Tag(s):

## Basic Programming, Bit manipulation, Easy

Problem
Editorial
Analytics

The problem is straight and simple.
Given a number $X$ ,find how many positive $A$ ( $A\gt 0)$ exists, such that
1. $A$ $\newcommand*\xor{\mathbin{\oplus}}$ $X$ =$A$ + $X$
2. $A$ $\lt$ $X$
Input:
The first line of the input will contain $T$ , the number of test-cases.
Next $T$ lines will contain integer $X$ .
Output:
For each test-case , output the answer in a separate line.

Constraints:

• $1 \le T \le 10^5$
• $1 \le X \le 10^7$
Note: $\newcommand*\xor{\mathbin{\oplus}}$ is the bitwise Exclusive-OR operator( XOR ). and + is the usual addition symbol.

SAMPLE INPUT
4
1
2
3
4

SAMPLE OUTPUT
0
1
0
3

Explanation

Explanation for 1st test case:
For $1$ there is no such number.

▶ [WHAT YOU NEED TO DO]
1. Duplicate the part of the problem statement between "Next $T$ lines" and "usual addition symbol.", inclusive.
2. According to the problem statement, what does the first line of the input contain?
3. For each statement below, say whether it agrees with the problem statement, answering yes or no and quoting the deciding words.
(a) The + symbol is the bitwise Exclusive-OR operator.
(b) The answer for each test-case goes on its own line.
(c) For the number 1, no such A exists.
The lines after this sentence aren't needed.

▶ [RECORDS SHOWN]
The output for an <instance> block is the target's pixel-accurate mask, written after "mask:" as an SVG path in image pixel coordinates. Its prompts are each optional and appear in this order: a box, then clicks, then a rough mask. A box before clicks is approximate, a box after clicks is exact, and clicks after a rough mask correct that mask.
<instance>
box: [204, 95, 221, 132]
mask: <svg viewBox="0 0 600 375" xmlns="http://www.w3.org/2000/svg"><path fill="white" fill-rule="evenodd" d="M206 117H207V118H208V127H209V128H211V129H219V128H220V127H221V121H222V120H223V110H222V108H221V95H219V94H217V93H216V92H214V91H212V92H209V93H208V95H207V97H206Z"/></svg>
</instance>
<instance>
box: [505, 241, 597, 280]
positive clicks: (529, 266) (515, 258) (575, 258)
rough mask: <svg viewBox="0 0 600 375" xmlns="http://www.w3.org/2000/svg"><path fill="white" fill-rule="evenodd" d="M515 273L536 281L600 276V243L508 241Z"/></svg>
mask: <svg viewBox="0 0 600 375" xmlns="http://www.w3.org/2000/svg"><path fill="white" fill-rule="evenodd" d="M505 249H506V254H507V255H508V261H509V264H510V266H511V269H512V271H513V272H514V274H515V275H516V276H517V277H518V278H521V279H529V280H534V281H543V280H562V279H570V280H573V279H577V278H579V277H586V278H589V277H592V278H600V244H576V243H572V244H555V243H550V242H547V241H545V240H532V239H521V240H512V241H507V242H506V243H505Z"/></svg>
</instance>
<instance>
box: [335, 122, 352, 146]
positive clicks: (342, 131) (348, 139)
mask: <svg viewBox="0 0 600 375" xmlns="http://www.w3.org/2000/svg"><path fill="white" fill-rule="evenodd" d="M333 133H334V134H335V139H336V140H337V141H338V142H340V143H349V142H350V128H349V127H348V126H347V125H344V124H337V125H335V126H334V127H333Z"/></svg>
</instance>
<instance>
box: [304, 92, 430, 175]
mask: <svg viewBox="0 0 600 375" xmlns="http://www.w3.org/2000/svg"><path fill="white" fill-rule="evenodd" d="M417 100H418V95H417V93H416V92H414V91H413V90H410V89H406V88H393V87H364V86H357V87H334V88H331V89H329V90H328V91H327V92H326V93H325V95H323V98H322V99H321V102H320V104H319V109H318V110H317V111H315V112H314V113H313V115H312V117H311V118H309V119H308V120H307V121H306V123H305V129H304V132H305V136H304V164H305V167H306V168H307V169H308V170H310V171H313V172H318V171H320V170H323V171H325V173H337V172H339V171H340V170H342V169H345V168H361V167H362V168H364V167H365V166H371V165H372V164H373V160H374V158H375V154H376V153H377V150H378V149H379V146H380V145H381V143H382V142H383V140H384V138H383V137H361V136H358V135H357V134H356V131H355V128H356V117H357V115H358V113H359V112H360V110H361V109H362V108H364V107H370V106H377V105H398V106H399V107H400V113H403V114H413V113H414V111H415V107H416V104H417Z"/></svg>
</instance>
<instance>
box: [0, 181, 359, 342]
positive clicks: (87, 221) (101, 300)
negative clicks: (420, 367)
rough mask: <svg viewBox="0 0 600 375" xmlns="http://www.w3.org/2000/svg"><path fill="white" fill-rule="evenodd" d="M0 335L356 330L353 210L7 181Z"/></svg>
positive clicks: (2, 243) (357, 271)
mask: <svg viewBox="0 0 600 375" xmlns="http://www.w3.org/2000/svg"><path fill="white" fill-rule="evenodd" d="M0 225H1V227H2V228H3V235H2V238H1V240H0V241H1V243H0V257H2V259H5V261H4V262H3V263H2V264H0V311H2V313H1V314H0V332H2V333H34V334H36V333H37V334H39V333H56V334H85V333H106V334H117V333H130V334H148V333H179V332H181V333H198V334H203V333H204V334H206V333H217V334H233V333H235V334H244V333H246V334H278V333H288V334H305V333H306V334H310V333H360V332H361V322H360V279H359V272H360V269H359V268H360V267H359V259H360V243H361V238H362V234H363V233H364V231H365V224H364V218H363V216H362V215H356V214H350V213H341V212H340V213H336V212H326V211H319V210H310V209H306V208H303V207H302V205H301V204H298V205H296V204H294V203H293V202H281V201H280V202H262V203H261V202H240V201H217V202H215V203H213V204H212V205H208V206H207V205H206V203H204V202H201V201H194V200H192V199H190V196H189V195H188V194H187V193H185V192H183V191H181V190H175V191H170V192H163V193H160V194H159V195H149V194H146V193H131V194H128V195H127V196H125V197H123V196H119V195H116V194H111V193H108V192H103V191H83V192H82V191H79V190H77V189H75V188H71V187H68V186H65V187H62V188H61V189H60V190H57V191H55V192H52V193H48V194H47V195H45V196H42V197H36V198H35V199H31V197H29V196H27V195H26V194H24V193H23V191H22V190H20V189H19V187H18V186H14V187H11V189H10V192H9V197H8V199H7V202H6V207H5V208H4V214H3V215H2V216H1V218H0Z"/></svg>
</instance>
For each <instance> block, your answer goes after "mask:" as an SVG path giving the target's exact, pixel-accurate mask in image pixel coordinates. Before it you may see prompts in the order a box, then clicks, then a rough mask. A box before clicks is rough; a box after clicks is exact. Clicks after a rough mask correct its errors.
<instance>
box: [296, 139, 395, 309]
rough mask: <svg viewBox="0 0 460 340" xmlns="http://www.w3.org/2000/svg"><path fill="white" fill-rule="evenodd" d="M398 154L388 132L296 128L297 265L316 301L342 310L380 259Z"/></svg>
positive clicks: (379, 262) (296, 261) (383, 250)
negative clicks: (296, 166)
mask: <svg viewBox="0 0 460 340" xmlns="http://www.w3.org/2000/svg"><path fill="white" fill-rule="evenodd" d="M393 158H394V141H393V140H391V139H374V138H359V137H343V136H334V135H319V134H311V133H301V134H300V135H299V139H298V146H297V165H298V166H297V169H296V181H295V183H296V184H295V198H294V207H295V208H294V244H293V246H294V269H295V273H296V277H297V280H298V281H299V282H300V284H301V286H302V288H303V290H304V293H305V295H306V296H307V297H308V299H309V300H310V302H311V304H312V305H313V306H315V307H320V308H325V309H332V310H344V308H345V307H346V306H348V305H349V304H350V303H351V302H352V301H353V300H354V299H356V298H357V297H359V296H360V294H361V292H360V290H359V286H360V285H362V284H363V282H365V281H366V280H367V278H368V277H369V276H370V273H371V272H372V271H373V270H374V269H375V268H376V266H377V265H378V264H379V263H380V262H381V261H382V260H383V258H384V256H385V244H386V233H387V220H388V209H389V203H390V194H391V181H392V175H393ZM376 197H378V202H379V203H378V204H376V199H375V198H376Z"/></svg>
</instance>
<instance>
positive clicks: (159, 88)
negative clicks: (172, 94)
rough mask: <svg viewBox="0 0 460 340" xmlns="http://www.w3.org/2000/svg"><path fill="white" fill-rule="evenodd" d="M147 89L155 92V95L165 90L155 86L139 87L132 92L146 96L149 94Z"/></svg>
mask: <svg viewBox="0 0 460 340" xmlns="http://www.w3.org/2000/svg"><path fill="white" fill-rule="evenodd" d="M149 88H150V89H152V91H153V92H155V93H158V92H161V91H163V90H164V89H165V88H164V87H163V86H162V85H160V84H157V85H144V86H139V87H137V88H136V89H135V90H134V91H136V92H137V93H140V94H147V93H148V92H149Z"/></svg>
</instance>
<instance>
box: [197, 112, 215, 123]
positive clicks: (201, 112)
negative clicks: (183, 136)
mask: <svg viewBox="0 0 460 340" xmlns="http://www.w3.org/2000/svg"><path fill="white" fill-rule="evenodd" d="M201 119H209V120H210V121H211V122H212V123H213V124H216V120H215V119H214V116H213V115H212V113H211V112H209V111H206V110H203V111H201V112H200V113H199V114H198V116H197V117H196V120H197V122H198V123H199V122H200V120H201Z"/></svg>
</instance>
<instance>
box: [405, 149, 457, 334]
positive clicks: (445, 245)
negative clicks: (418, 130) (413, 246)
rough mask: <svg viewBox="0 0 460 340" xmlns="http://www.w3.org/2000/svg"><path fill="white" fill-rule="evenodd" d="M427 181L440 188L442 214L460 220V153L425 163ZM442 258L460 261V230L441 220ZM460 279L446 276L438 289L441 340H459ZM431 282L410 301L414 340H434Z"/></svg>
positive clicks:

▶ [ANSWERS TO THE EXERCISE]
1.
Next $T$ lines will contain integer $X$ .
Output:
For each test-case , output the answer in a separate line.

Constraints:

• $1 \le T \le 10^5$
• $1 \le X \le 10^7$
Note: $\newcommand*\xor{\mathbin{\oplus}}$ is the bitwise Exclusive-OR operator( XOR ). and + is the usual addition symbol.

2. T, the number of test-cases.

3.
(a) No: "+ is the usual addition symbol."
(b) Yes: "output the answer in a separate line."
(c) Yes: "For $1$ there is no such number."